* _DOCUMENT TEXT_:
┌──

Proteolytic remodeling by Yme1 enables mitochondrial-derived compartment formation

Mitochondrial-derived compartments (MDCs) are remodeling domains that form from the outer mitochondrial membrane during metabolic and proteotoxic stress and selectively sequester hydrophobic membrane proteins. Although MDC formation depends on mitochondrial lipid composition and occurs at organelle contact sites, the molecular mechanisms that permit their biogenesis remain poorly defined. Here we identify the conserved inner mitochondrial membrane i-AAA protease Yme1 as a critical regulator of MDC formation. Loss of Yme1 blocks MDC biogenesis in response to multiple stressors, and this requirement depends on its proteolytic activity rather than secondary defects in mitochondrial morphology. Quantitative mitochondrial proteomics under MDC-inducing conditions revealed Yme1-dependent remodeling of lipid transfer proteins of the Ups family and components of the MICOS complex. Disruption of either pathway partially restores MDC formation in yme1Δ cells, while combined perturbation substantially bypasses the requirement for Yme1. Finally, Yme1 overexpression drives MDC formation in the absence of stress, although this activity remains constrained by metabolic conditions. Together, these findings support a model in which Yme1-dependent proteolysis relieves lipid- and MICOS-dependent constraints to permit MDC formation.

└──

* _EXCERPTED DATA_:
┌──

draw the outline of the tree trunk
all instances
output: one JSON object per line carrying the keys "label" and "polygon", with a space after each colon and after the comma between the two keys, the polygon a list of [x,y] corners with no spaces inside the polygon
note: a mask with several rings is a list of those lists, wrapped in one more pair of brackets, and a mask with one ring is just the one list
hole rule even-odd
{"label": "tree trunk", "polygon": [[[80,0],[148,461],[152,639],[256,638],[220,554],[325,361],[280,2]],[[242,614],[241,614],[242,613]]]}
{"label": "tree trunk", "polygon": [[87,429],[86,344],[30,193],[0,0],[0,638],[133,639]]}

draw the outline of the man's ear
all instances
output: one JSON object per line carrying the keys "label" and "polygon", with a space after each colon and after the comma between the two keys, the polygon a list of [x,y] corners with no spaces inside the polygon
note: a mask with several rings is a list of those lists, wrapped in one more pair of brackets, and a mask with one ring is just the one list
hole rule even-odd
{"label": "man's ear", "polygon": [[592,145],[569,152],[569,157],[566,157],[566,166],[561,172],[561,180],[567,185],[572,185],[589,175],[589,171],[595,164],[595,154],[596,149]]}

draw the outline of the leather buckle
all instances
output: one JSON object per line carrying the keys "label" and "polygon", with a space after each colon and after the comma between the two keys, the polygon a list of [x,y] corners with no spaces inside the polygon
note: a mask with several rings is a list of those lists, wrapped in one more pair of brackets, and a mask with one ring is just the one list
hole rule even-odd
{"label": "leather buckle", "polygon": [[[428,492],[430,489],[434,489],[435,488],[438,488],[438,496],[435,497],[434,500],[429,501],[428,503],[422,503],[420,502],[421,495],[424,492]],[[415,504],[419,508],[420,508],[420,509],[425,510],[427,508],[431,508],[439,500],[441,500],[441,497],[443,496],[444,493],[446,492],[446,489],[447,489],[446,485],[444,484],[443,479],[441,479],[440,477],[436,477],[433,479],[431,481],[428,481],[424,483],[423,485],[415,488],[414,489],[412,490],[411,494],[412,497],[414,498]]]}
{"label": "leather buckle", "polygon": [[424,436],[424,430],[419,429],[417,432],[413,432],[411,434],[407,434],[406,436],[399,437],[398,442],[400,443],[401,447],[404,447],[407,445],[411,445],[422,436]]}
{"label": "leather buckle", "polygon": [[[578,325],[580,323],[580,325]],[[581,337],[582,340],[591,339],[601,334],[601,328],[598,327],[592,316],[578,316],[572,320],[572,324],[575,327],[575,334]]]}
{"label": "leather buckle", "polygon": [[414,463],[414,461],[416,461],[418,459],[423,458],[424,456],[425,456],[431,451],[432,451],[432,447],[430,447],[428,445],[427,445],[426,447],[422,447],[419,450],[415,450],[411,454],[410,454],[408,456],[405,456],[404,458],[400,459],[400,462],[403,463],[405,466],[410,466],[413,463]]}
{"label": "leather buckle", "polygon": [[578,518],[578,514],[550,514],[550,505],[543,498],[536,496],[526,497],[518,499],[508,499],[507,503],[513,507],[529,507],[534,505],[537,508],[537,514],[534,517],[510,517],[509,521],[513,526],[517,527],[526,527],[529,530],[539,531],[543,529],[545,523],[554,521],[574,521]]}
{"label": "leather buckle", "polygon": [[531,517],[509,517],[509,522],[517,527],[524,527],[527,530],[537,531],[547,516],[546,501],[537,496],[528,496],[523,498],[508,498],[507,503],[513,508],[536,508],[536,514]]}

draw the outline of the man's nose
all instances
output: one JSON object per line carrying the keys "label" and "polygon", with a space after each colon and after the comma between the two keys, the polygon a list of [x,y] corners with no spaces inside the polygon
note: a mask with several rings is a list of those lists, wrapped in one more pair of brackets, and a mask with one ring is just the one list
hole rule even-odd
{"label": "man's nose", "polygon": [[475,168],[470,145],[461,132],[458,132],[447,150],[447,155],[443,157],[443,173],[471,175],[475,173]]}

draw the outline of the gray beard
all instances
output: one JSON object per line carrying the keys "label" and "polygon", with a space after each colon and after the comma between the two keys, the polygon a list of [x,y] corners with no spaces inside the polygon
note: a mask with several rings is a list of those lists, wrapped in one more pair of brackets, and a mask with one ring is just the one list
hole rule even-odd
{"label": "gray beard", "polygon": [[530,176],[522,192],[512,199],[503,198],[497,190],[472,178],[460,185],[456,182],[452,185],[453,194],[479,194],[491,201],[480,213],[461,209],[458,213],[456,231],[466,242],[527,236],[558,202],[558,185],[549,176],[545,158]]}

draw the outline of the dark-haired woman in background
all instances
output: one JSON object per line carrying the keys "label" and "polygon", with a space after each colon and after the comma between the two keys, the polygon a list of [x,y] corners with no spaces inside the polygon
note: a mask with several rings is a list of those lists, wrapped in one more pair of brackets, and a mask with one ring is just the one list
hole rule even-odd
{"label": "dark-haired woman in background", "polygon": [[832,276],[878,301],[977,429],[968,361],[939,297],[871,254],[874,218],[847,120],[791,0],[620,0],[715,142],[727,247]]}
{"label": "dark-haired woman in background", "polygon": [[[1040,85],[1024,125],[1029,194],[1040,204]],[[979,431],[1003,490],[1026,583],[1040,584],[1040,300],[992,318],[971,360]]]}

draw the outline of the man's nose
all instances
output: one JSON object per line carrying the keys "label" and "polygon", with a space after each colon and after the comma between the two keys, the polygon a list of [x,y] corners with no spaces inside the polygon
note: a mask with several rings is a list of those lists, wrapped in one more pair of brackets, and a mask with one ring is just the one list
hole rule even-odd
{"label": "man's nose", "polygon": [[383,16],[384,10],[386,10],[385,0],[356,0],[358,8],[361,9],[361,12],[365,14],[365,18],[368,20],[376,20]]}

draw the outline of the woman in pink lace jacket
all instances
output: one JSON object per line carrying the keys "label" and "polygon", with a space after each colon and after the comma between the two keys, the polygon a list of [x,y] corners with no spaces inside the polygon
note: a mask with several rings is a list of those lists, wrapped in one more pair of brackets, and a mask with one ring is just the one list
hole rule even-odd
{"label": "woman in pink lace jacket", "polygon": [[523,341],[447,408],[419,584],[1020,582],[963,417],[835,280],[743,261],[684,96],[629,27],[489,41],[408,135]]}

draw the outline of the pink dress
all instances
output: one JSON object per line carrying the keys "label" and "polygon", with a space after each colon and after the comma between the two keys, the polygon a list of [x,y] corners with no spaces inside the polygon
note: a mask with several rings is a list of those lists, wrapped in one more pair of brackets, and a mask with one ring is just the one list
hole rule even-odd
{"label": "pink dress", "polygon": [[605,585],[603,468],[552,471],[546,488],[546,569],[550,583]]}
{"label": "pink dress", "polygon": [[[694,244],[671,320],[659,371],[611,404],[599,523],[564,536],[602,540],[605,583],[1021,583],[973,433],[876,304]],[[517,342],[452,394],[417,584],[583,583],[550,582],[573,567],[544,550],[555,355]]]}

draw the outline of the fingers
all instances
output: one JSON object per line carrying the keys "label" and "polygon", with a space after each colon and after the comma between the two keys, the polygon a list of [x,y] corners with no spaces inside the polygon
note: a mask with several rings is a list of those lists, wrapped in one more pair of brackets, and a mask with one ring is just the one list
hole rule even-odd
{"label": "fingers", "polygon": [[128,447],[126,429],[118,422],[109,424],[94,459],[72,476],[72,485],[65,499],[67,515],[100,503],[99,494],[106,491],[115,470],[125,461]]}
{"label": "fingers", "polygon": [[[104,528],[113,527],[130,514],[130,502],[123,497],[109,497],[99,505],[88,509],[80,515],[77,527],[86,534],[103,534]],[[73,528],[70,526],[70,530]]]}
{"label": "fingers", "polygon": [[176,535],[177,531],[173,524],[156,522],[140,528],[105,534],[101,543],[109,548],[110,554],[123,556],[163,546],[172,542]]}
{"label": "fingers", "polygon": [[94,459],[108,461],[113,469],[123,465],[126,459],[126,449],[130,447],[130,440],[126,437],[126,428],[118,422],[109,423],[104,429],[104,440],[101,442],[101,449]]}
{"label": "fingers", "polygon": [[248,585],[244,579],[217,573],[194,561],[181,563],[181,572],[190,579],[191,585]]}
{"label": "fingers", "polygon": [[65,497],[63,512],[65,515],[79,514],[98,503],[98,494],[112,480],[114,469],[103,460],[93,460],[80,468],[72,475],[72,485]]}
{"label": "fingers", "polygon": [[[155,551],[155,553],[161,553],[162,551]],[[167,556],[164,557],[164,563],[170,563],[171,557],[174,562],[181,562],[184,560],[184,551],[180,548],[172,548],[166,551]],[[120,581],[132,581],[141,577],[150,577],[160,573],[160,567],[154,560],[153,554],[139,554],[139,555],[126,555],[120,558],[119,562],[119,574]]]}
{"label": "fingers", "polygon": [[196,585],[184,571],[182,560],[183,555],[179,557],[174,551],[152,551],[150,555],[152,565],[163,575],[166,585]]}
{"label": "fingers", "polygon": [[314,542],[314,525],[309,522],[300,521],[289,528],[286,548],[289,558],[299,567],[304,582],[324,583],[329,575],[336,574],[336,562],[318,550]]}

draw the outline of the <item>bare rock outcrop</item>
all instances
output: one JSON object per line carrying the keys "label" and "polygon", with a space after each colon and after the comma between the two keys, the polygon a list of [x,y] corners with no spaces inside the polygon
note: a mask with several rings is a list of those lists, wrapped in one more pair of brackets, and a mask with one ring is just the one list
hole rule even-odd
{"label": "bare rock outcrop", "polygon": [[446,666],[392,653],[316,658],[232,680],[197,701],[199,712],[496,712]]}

└──

* _ACTION ITEM 1_:
Translate this sentence from the Yme1 abstract into Spanish: "Here we identify the conserved inner mitochondrial membrane i-AAA protease Yme1 as a critical regulator of MDC formation."
* _ACTION ITEM 2_:
Name each protein, protein family, and protein complex that the Yme1 abstract mentions.

* _FINAL ANSWER 1_:
Aquí identificamos la proteasa i-AAA conservada de la membrana mitocondrial interna, Yme1, como un regulador crítico de la formación de MDC.

* _FINAL ANSWER 2_:
- Yme1, the inner mitochondrial membrane i-AAA protease
- The Ups family of lipid transfer proteins
- The MICOS complex